**TESTO DI PARTENZA:**

+ + +

A riprova della sensibilità ambientale di Andrea e Nicola ci sono le numerose certificazioni di cui la cantina oggi può dare sfoggio, ma anche l’esemplare criterio di lavorazione in vigna, con trattamenti che dal punto di vista fitosanitario fanno dell’Emilia in generale, un territorio all’avanguardia. Da sempre la cantina si serve di vigneti nella sola fascia collinare, in particolare proprio intorno a Scandiano e tutto ciò si esplicita nella produzione di 400-450mila bottiglie all’anno, suddivise fra bianchi per il 30% circa e rossi, in totale ben 17 etichette compresi un Colli di Scandiano e di Canossa Cabernet Sauvignon DOC e un bianco fermo di Spergola IGT. Le varietà di lambruschi la fanno da padrone, fra cui segnalo le due selezioni Collezione Alfredo Graspa Rossa e Rosso all’Antica, poi il Lambrusco Oro di sole uve Salamino e Malbo Gentile, fra i metodo Charmat.

+ + +

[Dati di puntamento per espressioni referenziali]
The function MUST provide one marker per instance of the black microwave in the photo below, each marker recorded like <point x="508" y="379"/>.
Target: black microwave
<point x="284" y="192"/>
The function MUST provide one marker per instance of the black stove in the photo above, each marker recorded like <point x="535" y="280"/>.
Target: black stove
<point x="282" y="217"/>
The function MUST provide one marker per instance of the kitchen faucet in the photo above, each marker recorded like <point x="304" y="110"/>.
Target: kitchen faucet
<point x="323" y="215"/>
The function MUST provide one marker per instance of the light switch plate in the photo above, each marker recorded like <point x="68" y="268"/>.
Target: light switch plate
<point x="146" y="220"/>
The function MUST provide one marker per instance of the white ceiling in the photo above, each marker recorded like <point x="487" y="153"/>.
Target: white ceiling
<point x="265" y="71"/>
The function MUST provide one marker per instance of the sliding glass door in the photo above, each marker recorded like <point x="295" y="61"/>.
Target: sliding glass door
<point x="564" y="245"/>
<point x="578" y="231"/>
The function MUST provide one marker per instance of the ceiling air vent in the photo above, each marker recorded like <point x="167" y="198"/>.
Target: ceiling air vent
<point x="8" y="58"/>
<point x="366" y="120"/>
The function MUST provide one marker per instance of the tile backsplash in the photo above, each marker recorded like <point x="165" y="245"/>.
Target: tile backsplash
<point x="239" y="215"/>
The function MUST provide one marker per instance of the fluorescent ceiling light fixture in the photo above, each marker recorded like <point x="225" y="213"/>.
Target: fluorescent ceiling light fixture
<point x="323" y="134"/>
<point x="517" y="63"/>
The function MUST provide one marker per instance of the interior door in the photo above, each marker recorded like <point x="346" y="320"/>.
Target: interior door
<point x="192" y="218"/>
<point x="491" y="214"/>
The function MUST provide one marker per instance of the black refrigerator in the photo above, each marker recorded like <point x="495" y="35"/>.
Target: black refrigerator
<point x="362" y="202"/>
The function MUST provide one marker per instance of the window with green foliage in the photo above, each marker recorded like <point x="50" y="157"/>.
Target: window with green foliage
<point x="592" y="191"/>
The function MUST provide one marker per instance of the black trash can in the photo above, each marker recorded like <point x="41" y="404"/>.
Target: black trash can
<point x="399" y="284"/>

+ + +

**COSA SI CHIEDE:**
• 1. Traduci in inglese questa frase del testo sulla cantina: "Da sempre la cantina si serve di vigneti nella sola fascia collinare, in particolare proprio intorno a Scandiano e tutto ciò si esplicita nella produzione di 400-450mila bottiglie all’anno, suddivise fra bianchi per il 30% circa e rossi, in totale ben 17 etichette compresi un Colli di Scandiano e di Canossa Cabernet Sauvignon DOC e un bianco fermo di Spergola IGT".
• 2. Prolunga il testo sulla cantina con un breve paragrafo che segua la sua ultima frase.
Le righe sono materiale distinto dal testo sulla cantina.

**SOLUZIONI:**
• 1. The winery has always used vineyards only in the hill belt, particularly right around Scandiano, and all this translates into a production of 400,000–450,000 bottles a year, split between whites, about 30%, and reds, a full 17 labels in all, including a Colli di Scandiano e di Canossa Cabernet Sauvignon DOC and a still Spergola IGT white.

• 2.
Il fiore all’occhiello della produzione, oggetto della degustazione, è il Vincent, spumante metodo classico di Spergola 100% dei Colli di Scandiano e Canossa DOC. L’idea di questo vino nasceva già intorno al 2013, poi si è concretizzata con la prima annata nel 2014 per solo 2000 bottiglie con una sosta sui lieviti spinta fino ai 4 anni. Successivamente sono uscite le annate 2016 con due sboccature a dosaggio differenziato, salendo fino alle 4000 bottiglie, ma scendendo sempre con gli zuccheri, fino all’annata 2018, presto pronta, che molto probabilmente sarà a dosaggio zero. Senza dunque liqueur d’expédition, con rabbocco sempre dello stesso millesimo. Un processo evolutivo che oggi può considerarsi esemplare, anche per l’aggiunta di solfiti ben al di sotto dei limiti imposti per i vini biologici, un traguardo di qualità per Bertolani che nel suo Vincent non va oltre la soglia dei 60 mg/l. Se confrontiamo quest’ottimo dato con certi champagne… siamo di fronte a un prodotto praticamente naturale.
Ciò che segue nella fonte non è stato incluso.